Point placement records
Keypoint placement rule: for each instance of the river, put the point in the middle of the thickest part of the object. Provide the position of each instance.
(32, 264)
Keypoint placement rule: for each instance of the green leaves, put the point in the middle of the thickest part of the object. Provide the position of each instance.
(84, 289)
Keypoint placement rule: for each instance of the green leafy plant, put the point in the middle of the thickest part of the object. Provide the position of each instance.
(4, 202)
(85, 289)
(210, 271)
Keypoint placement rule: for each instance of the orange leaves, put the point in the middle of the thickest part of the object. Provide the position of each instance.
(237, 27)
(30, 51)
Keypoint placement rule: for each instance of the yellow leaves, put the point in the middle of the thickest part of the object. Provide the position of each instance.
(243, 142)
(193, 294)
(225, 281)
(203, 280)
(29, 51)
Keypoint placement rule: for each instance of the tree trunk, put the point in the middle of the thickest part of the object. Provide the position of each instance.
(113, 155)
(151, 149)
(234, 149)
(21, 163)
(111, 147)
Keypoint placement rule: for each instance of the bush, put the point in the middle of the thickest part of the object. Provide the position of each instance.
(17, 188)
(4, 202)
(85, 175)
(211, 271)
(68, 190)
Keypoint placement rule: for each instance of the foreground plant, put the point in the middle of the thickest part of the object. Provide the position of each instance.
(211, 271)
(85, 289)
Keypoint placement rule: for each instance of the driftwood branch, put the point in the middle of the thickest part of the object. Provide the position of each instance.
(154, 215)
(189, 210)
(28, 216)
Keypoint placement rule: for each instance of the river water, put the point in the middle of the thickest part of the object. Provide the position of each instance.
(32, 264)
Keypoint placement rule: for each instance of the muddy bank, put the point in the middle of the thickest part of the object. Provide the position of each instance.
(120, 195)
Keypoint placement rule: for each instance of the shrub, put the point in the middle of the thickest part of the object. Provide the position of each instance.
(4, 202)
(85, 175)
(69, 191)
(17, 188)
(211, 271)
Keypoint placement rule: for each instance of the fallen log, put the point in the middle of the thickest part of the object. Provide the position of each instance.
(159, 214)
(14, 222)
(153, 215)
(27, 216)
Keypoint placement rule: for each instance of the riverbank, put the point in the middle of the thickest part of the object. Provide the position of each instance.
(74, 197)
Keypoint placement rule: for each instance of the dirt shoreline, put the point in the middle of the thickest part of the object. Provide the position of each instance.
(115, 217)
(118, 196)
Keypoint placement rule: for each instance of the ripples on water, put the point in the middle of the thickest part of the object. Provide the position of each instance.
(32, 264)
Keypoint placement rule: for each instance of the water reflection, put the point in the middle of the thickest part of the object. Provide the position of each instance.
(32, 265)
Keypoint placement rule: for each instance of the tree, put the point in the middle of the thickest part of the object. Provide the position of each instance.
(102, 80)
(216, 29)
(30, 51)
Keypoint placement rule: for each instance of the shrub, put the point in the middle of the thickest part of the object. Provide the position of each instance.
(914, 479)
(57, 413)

**Problem to work on:** Please reproduce every line of the material word for word.

**Finished answer:**
Keypoint placement rule: for each instance of the river, put the point in the middle of the thickest part of the object. Provide the position of each instance.
(32, 264)
Keypoint placement rule: for each instance of the green leaves, put the point in the middle of the thickest part of the object. Provide the position of each instance.
(84, 289)
Keypoint placement rule: for each instance of the green leafy plant, put the point in the middle of the thickest part of the object. Provide the position of each instance.
(4, 202)
(85, 289)
(210, 271)
Keypoint placement rule: for each instance of the orange leaves, put the point in the middle of the thickest part of the object. Provide the position of each instance.
(237, 27)
(30, 51)
Keypoint placement rule: for each instance of the yellow leaves, put the point in the middle of the thickest part of the object. Provide the position of each instance.
(243, 142)
(193, 294)
(225, 281)
(203, 280)
(29, 51)
Keypoint placement rule: for each instance of the tree trunk, put the point in the middle of the thickest part of the object. Provide the position of each instance.
(113, 155)
(151, 149)
(234, 149)
(21, 163)
(111, 147)
Keypoint placement rule: for each instance of the bush, put the point in the middle of the thickest part of the object. Provide the position of each instance.
(17, 188)
(4, 202)
(85, 175)
(211, 271)
(68, 190)
Keypoint placement rule: for each instance of the foreground plant, put the point in the middle of the thickest part of the object. Provide the position of each instance.
(211, 271)
(85, 289)
Keypoint placement rule: for each instance of the driftwood branch, put the point in the middle of the thickest part of the object. Provide the position of each instance.
(154, 215)
(189, 210)
(28, 216)
Keypoint placement rule: for each instance of the river water, put the point in the middle of the thickest part of the object. Provide the position of each instance.
(32, 264)
Keypoint placement rule: for each instance of the muddy bank, put the point in the middle of the thickest part of the object. Provide the position of each instance.
(120, 195)
Keypoint placement rule: for each instance of the shrub, put the point in the middle of the thickest part of the object. Provide the position of each instance.
(4, 202)
(85, 175)
(69, 191)
(17, 188)
(211, 271)
Keypoint placement rule: for each instance of the fallen log, put the point in the middle of the thickest part of the object. Provide the position of each instance.
(159, 214)
(14, 222)
(153, 215)
(27, 216)
Keypoint placement rule: for each instance of the riverbank, put the point in the middle of the thickest part of the object. Provide the position of each instance.
(74, 197)
Keypoint placement rule: for each instance of the dirt shoreline, put the point in the middle of the thickest part of the object. Provide the position of each instance.
(115, 217)
(118, 196)
Keypoint placement rule: for each instance of the ripples on water, put the point in the middle of the thickest part of the object. Provide the position of each instance.
(32, 264)
Keypoint placement rule: for each instance of the water reflection, put the point in the middle of the thickest part of the object. Provide the position of each instance.
(32, 265)
Keypoint placement rule: for each instance of the tree, put the point in the middle of the thickest part of the object. Provide the position of each instance.
(102, 80)
(216, 29)
(30, 51)
Keypoint placement rule: for each instance of the shrub, put the point in the middle of the thickest part of the object. Provide the position of each instance.
(914, 479)
(57, 413)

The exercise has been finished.